**Material to process:**
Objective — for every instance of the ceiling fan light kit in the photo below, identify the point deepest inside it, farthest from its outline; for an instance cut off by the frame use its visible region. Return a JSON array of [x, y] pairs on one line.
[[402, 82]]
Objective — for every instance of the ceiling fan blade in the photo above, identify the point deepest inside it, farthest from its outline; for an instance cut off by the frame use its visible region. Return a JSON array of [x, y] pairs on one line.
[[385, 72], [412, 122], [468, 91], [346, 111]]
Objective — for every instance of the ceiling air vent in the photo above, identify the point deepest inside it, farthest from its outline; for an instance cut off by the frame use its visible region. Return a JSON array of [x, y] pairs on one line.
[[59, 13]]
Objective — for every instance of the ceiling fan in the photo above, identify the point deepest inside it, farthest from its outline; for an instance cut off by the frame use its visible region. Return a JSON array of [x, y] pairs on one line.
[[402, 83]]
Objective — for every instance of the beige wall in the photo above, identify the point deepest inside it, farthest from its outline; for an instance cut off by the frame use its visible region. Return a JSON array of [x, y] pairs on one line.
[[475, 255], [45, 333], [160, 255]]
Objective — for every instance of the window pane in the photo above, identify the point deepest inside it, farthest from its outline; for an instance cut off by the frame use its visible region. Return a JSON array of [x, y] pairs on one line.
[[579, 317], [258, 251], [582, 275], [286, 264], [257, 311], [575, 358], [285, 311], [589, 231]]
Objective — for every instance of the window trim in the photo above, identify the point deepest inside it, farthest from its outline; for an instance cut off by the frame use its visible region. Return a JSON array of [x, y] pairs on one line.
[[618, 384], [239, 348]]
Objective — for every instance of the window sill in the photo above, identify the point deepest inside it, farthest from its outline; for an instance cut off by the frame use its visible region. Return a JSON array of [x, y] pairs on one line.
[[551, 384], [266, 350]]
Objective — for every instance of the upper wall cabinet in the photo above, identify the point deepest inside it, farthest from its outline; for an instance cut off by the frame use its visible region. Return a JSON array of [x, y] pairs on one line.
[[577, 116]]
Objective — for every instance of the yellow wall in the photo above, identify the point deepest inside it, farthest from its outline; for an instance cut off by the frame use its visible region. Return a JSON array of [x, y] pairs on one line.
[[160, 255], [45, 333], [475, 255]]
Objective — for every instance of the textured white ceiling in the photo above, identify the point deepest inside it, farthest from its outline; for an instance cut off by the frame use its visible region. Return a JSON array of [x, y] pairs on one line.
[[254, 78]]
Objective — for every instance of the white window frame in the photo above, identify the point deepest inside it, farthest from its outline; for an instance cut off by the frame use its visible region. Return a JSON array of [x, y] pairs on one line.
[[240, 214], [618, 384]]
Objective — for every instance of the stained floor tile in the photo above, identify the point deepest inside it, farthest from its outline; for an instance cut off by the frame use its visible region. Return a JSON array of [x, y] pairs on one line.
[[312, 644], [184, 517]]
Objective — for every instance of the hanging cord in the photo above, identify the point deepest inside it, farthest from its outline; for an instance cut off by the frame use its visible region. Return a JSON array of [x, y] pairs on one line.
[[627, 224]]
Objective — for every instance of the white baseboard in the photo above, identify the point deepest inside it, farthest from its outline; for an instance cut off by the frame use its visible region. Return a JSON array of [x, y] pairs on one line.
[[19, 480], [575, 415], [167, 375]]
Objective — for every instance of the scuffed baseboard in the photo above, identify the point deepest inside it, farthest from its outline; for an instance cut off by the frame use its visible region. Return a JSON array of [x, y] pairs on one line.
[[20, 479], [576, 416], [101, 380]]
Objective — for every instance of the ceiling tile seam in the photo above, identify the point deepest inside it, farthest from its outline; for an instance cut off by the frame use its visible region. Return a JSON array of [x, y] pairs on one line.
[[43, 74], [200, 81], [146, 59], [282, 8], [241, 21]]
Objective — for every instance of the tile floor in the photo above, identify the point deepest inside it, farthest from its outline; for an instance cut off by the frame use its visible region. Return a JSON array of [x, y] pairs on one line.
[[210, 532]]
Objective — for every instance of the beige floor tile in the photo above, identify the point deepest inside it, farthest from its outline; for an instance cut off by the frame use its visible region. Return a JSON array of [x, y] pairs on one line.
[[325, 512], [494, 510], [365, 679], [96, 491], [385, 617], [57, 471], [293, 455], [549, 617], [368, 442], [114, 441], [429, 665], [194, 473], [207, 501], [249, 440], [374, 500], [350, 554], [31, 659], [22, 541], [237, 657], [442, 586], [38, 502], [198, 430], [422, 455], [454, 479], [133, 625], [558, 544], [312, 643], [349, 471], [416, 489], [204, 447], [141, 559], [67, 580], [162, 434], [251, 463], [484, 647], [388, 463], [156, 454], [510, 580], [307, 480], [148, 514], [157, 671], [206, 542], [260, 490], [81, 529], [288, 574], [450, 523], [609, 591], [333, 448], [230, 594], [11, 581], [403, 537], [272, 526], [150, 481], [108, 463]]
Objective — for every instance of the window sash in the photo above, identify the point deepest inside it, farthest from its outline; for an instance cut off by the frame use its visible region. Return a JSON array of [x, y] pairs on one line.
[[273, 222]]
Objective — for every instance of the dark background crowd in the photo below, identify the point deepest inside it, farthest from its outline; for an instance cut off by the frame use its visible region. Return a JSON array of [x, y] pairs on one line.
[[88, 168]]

**The task:** Render the part of the entries that opens with the line containing "Objective — for every instance of the dark" and runs through the last entry as a Markdown table with the columns Row and Line, one line per row, skipping blank lines.

**Final answer:**
| Row | Line |
|---|---|
| 1 | Objective — for every instance of the dark background crowd in the photo below, identify the point deepest inside it, farthest from its outline; for an instance cut off by the frame use its visible region. Return a JSON array of [x, y] pairs on one line. |
| 2 | [[88, 168]] |